* Start *
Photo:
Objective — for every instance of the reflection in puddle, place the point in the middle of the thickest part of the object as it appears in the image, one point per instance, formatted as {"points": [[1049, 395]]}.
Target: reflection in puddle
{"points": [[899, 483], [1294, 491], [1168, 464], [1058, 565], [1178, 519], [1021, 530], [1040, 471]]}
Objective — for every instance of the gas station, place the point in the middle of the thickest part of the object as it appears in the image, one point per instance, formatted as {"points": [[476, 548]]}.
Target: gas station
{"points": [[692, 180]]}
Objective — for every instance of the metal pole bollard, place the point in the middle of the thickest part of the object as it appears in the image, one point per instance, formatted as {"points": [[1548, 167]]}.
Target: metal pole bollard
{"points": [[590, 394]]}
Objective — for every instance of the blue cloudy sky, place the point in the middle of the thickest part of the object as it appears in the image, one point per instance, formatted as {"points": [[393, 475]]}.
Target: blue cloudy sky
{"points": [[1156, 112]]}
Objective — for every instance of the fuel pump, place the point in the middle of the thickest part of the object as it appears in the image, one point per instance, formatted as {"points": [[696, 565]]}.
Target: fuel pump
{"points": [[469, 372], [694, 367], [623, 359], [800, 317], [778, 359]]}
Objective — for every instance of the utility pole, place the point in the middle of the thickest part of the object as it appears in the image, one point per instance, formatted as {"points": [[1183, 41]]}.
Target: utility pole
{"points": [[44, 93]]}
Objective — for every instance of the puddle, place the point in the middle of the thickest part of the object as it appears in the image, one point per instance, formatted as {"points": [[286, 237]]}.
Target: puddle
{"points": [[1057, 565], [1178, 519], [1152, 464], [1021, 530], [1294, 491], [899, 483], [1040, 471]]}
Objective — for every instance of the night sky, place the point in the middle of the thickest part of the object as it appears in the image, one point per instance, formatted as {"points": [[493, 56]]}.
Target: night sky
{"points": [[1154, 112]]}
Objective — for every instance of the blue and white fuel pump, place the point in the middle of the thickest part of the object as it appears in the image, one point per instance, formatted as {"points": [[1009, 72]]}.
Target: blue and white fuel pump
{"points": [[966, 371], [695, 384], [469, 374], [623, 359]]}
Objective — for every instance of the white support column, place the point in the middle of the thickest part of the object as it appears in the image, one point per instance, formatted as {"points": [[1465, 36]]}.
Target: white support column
* End *
Write the data out again in full and exactly.

Photo:
Objective — for every instance of the reflection in puddle, place the point in the middle of the thickest part of the object as it appears in the image, one point per instance, formatted as {"points": [[1049, 395]]}.
Target: reflection in puddle
{"points": [[899, 483], [1294, 491], [1168, 464], [1058, 565], [1178, 519], [1021, 530], [1040, 471]]}
Objective — for every instance of the gas station, place the point in the middle of the thickest part of the object as it appears in the image, one point per instance, formatted as {"points": [[476, 548]]}.
Target: gas station
{"points": [[692, 180]]}
Objective — for every instance of the metal pole bollard, place the point in the middle of the thickest part of the object as it appears in the image, one point per instance, formatted as {"points": [[1548, 167]]}.
Target: metal pole bollard
{"points": [[590, 394]]}
Objective — for every instance of the blue cloudy sky, place the point in the middle of the thickest part of the object as it appears in the image, one point per instance, formatted as {"points": [[393, 475]]}.
Target: blue cloudy sky
{"points": [[1156, 112]]}
Objective — for every instance of the fuel pump, place the point in the middle of the thickest part of the object as it appears in the image, one point per instance, formatted as {"points": [[696, 565]]}.
Target: fuel pump
{"points": [[469, 372], [694, 367], [623, 359], [800, 317], [778, 359]]}
Objective — for every instance of the utility pole, place the point in the middle of the thickest part of the object as it appears in the image, one point per instance, formatted as {"points": [[1183, 41]]}.
Target: utility pole
{"points": [[44, 93]]}
Objective — for every instance of the puddle, place the point in the middle of the thickest part of the object as it appears in the image, one point per instance, formatted as {"points": [[286, 237]]}.
Target: puddle
{"points": [[1057, 565], [1178, 519], [1152, 464], [1021, 530], [1294, 491], [899, 483], [1040, 471]]}
Objective — for every instance of the night sky, place the point in the middle of the thickest part of the object as it appears in the image, one point per instance, formatted as {"points": [[493, 56]]}.
Target: night sky
{"points": [[1154, 112]]}
Objective — for every instance of the blue and white fuel pump, place the point in the middle of the thickest part of the object as it appears in the image, one point per instance, formatted as {"points": [[1009, 72]]}.
Target: blue and white fuel pump
{"points": [[966, 371], [695, 384], [469, 374], [623, 359]]}
Objective — for every instance of the white support column, place the point in the middle of the thickest part of the object as it appears in the image, one point per instance, formatted as {"points": [[1465, 36]]}.
Target: white support column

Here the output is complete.